Exercise objective - Copy out every line of the records where the string "baking" occurs.
╔══
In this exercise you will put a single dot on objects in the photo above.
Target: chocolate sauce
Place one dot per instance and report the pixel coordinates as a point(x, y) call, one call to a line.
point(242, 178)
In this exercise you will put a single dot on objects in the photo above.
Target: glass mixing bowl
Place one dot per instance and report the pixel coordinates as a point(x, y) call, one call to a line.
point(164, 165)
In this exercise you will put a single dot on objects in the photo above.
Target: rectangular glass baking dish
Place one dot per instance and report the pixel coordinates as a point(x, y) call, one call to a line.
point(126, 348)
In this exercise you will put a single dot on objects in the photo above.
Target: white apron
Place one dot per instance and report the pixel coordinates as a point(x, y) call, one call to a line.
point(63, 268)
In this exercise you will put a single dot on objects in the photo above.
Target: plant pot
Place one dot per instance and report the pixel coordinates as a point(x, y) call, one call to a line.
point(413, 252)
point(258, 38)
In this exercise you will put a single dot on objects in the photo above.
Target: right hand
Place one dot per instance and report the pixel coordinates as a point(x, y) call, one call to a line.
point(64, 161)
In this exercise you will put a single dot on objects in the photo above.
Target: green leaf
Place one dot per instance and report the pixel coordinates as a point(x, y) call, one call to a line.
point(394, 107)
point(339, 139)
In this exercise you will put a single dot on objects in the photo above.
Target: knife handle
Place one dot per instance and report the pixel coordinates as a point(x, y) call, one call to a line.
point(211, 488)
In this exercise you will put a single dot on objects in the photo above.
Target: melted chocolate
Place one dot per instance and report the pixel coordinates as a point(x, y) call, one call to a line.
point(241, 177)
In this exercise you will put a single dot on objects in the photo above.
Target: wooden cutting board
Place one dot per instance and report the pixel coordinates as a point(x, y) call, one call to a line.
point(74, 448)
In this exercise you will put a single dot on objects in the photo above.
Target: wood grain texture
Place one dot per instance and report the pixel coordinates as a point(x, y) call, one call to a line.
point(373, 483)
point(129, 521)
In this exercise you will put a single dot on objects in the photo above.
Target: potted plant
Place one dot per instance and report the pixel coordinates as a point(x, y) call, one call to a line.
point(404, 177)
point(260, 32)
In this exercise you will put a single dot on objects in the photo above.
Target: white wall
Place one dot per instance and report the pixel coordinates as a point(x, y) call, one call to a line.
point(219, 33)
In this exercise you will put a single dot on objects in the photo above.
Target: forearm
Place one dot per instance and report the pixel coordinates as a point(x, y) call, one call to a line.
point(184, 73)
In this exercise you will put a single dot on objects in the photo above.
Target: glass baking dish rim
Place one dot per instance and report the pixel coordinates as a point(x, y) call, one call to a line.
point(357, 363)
╚══
╔══
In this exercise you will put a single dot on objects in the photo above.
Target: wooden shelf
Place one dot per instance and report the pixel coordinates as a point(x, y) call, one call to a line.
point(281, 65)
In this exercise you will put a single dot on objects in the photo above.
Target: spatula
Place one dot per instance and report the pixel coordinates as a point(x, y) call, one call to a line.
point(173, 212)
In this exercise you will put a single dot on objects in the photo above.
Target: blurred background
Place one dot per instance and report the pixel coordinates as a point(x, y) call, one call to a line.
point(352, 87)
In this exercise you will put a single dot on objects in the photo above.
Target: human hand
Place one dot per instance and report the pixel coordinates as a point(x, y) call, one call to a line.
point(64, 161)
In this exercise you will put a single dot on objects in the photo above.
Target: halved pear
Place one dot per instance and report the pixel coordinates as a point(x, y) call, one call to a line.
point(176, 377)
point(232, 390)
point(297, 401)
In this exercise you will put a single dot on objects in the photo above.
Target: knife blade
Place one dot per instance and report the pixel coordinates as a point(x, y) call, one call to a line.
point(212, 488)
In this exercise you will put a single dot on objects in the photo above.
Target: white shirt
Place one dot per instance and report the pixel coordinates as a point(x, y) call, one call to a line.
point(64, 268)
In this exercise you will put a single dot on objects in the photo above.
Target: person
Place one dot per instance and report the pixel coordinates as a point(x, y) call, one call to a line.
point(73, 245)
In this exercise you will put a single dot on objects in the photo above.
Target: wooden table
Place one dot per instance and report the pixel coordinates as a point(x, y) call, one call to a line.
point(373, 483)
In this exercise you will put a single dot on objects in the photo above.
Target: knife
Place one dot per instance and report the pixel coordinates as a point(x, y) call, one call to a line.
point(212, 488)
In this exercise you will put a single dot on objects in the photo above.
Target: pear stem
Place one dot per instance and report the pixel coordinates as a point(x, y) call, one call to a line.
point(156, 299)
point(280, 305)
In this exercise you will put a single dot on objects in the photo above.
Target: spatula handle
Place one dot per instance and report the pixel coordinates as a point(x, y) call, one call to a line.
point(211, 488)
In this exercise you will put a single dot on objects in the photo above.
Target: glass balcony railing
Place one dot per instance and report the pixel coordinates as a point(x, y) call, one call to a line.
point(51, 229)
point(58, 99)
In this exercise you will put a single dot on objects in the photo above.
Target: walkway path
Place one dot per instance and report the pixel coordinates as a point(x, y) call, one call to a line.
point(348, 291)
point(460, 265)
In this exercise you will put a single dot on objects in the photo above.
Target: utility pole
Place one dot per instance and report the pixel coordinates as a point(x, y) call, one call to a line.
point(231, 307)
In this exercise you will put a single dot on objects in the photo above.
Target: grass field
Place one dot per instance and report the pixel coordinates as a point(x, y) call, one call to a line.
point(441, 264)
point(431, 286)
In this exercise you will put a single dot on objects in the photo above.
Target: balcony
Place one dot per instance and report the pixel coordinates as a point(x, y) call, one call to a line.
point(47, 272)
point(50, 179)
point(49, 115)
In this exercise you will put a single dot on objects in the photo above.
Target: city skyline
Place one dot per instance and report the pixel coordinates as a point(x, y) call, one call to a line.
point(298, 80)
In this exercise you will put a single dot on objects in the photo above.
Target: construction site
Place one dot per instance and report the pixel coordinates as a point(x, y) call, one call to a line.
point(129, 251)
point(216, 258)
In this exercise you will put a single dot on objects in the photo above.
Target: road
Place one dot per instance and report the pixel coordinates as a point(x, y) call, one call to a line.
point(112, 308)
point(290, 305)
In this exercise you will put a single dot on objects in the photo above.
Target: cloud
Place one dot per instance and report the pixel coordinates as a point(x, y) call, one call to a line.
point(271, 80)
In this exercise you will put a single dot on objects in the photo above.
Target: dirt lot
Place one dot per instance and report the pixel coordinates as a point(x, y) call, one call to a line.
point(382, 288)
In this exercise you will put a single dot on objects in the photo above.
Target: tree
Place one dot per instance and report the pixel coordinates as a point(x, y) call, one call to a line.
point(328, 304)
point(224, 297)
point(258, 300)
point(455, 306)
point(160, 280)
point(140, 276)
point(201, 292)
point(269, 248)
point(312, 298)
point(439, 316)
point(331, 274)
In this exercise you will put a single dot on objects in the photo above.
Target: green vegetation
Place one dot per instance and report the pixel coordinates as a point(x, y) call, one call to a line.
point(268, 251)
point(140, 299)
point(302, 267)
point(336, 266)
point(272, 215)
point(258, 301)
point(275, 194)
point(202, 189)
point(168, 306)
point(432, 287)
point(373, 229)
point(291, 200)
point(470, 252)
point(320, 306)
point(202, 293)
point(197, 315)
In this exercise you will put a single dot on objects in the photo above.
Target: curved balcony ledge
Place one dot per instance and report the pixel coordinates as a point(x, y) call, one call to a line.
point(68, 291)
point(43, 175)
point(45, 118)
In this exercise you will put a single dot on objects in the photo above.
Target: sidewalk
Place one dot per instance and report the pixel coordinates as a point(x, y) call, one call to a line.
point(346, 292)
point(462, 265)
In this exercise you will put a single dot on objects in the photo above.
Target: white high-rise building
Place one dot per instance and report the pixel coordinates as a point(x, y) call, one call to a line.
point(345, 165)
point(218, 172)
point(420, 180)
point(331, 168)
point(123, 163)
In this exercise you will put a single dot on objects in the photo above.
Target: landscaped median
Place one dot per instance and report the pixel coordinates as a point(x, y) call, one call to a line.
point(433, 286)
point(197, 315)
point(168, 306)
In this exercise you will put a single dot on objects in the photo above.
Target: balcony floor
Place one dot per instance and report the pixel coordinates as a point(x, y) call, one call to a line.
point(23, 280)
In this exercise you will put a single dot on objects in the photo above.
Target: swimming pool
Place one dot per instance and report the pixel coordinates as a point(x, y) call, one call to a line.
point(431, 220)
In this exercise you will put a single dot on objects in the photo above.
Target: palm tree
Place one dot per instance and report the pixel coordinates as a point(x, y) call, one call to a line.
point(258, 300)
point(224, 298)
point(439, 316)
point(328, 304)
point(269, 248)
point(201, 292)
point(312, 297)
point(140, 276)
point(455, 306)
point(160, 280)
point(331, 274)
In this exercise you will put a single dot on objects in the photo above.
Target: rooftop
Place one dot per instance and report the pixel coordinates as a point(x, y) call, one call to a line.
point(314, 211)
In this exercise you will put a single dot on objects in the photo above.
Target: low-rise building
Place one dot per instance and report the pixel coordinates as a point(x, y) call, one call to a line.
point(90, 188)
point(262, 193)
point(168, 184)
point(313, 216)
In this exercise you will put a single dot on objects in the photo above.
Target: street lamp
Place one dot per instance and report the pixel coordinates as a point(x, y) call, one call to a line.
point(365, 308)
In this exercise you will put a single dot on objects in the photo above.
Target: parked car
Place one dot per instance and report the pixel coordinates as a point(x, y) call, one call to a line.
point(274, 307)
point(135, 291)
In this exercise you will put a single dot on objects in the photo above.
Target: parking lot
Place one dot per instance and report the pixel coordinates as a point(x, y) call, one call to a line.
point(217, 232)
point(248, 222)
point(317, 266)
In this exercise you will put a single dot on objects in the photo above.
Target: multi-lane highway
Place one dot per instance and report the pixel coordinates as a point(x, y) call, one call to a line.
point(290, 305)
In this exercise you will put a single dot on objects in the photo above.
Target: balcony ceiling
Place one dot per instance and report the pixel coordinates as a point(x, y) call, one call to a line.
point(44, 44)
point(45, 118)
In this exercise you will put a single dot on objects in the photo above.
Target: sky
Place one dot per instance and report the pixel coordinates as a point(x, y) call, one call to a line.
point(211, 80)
╚══
Task solution -
Target: rectangular glass baking dish
Target: glass baking dish rim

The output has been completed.